*DATASET RECORDS:*
++++

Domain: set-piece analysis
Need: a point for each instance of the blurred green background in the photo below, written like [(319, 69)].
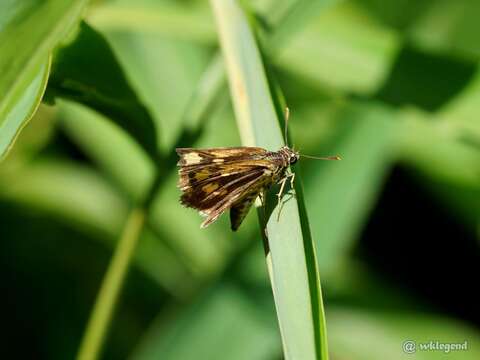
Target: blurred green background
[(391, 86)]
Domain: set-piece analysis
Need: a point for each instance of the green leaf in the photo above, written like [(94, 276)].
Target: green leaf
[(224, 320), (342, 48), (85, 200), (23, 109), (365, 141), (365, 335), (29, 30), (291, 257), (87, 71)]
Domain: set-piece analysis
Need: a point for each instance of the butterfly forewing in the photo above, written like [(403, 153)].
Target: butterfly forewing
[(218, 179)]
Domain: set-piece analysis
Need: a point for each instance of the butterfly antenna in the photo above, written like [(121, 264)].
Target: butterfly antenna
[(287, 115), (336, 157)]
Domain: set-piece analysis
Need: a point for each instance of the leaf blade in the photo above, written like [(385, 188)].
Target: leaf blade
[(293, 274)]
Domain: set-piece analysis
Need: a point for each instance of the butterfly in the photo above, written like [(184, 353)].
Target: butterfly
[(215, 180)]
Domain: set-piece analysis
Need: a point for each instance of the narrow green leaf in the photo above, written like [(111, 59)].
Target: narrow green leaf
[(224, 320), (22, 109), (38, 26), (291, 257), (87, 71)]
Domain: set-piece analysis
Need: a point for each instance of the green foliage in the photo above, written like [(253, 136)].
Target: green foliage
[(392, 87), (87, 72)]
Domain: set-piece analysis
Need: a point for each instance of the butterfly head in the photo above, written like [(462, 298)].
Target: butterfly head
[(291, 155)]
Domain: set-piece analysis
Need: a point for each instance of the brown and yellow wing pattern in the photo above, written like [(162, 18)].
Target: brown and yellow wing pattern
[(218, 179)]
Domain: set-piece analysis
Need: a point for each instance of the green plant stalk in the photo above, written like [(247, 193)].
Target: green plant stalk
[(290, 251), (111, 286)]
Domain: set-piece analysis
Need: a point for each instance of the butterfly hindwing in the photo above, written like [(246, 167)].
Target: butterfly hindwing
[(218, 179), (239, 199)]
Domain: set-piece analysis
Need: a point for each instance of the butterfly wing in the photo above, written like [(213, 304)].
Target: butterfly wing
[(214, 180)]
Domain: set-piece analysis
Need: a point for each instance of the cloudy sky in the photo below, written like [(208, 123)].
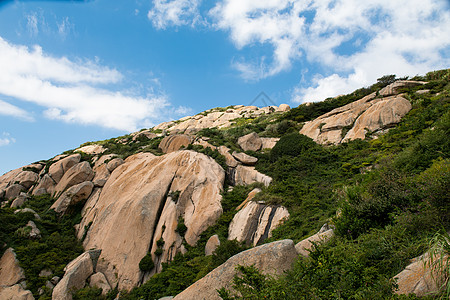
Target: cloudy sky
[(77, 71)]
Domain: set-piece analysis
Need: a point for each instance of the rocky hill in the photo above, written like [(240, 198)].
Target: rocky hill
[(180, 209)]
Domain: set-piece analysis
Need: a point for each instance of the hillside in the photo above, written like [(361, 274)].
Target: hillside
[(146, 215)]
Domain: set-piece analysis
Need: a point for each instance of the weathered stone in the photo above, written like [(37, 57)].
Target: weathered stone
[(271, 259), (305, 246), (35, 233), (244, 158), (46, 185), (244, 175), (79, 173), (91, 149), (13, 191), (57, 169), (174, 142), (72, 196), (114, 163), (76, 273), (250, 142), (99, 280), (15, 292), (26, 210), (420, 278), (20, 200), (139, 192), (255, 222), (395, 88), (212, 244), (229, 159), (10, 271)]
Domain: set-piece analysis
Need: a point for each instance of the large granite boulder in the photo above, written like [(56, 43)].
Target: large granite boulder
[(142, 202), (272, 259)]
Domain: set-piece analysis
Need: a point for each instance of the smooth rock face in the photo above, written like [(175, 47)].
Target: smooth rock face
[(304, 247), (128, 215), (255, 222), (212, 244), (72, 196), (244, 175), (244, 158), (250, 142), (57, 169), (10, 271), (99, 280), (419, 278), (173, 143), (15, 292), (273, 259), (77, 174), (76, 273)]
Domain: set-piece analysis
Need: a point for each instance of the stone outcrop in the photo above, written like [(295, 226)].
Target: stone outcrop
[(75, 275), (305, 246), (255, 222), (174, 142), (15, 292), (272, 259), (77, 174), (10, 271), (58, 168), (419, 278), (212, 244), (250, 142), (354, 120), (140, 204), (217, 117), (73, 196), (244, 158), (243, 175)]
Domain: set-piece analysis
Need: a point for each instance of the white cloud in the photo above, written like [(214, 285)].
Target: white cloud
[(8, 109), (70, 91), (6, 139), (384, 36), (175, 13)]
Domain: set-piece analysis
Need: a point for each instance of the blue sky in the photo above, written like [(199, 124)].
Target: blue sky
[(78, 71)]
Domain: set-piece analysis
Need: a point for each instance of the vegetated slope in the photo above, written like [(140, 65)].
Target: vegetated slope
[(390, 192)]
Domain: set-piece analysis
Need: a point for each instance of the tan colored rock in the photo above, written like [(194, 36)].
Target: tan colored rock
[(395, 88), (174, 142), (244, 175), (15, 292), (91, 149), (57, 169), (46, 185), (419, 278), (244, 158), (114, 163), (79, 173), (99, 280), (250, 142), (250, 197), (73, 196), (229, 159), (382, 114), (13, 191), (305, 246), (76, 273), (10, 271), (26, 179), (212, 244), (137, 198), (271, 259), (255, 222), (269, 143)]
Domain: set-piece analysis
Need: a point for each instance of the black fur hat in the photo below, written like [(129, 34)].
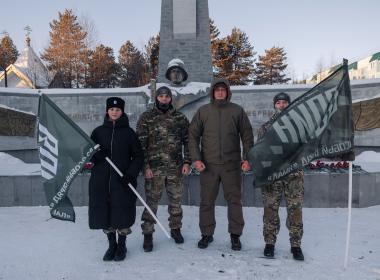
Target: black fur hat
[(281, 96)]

++++

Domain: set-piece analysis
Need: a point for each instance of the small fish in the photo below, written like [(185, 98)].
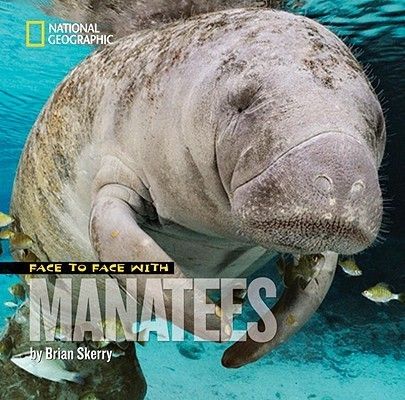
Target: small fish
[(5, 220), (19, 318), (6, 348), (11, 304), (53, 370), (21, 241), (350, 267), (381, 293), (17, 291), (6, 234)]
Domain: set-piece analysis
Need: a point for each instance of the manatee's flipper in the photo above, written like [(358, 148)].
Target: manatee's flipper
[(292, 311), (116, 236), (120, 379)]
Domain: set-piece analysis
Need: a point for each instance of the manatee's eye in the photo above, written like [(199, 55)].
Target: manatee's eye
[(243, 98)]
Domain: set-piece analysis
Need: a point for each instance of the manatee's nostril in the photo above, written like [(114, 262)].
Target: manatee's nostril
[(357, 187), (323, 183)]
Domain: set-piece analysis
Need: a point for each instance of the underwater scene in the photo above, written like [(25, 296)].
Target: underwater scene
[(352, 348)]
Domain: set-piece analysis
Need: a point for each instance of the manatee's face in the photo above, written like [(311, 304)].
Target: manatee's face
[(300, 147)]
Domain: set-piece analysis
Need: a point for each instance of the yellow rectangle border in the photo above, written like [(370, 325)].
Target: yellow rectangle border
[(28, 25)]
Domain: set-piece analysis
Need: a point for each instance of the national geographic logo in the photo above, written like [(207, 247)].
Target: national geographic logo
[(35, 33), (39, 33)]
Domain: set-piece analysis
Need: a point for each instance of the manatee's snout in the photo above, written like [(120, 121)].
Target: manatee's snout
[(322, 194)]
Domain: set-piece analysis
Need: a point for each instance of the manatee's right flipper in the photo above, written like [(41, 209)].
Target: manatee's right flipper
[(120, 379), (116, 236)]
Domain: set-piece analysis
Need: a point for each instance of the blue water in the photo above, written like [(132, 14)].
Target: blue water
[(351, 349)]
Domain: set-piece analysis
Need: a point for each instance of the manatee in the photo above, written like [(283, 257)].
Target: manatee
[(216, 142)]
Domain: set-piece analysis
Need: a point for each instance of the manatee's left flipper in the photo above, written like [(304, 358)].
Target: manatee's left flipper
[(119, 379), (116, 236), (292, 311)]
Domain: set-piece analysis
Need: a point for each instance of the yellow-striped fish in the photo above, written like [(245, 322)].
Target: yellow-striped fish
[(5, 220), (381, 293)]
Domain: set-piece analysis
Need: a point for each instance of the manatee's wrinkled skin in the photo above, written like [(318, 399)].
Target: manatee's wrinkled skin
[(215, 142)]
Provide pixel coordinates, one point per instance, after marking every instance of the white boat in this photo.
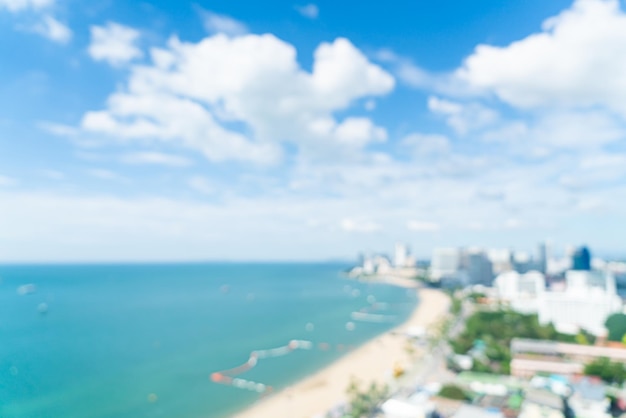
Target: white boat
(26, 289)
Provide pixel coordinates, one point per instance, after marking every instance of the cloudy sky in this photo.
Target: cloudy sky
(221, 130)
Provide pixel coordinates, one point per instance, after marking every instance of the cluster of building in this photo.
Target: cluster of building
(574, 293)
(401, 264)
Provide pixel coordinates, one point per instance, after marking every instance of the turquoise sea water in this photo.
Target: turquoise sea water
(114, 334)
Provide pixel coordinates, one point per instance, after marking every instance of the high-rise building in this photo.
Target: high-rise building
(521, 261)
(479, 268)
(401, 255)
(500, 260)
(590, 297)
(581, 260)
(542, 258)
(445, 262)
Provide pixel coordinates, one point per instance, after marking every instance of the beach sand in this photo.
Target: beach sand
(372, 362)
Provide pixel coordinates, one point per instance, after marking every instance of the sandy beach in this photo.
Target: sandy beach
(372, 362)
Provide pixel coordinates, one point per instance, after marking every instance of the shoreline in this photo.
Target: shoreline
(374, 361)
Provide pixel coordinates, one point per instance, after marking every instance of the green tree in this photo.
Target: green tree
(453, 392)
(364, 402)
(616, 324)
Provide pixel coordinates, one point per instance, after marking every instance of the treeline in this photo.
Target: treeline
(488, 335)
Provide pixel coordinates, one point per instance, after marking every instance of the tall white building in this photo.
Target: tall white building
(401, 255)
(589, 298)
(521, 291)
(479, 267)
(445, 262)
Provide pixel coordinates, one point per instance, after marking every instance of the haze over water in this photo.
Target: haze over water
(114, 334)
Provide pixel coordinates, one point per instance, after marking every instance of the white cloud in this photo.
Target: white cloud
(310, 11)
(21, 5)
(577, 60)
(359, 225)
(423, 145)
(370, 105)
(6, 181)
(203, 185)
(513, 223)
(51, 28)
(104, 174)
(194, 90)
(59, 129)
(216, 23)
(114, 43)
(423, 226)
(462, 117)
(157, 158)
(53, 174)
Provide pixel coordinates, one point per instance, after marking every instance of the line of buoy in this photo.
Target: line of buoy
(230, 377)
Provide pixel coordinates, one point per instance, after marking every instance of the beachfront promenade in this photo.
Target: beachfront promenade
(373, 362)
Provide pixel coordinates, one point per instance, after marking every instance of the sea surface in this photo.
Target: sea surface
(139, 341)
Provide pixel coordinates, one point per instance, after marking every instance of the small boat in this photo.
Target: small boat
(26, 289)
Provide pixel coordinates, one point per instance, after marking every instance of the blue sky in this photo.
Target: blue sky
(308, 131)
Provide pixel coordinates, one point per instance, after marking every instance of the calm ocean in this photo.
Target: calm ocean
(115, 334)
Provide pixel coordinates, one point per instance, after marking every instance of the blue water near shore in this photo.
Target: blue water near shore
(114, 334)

++++

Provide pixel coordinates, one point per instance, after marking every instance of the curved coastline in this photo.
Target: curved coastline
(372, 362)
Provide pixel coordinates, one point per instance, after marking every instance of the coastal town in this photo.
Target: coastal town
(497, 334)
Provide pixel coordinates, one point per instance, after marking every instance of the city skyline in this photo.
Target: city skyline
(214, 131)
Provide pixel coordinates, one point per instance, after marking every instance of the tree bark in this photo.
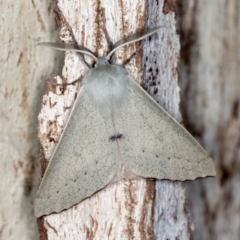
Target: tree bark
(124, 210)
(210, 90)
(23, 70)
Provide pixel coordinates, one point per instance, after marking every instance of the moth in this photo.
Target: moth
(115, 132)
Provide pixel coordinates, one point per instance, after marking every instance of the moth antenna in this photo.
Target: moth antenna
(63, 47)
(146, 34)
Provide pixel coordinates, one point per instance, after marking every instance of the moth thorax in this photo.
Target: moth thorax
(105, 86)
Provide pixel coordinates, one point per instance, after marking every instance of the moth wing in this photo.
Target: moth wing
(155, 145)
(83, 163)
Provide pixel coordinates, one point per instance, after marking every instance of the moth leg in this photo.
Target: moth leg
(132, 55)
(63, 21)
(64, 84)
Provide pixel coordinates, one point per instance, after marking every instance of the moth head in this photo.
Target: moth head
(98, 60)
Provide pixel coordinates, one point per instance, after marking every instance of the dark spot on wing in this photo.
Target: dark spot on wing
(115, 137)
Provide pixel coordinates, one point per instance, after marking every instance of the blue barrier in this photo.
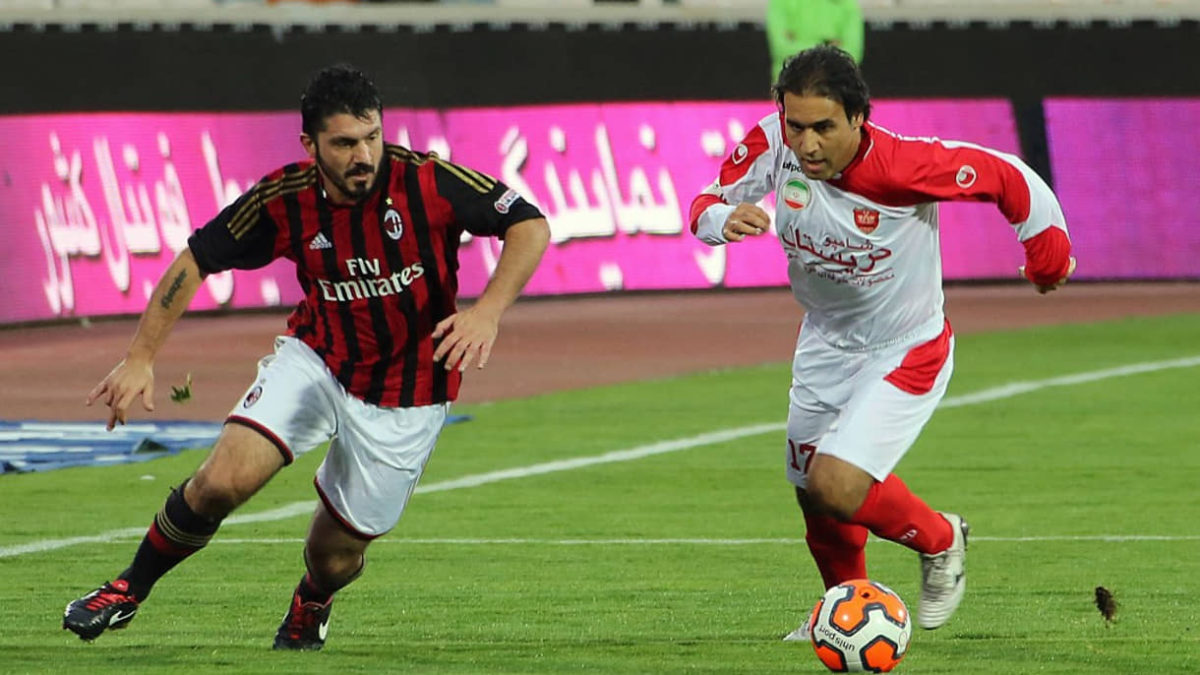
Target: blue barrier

++++

*THE REQUEST:* List every line above that contains the word "stalk".

*RESPONSE TO THIS EXERCISE:*
Need: a point for each instance of the green plant stalk in the photo above, written like [(247, 193)].
Target: green plant stalk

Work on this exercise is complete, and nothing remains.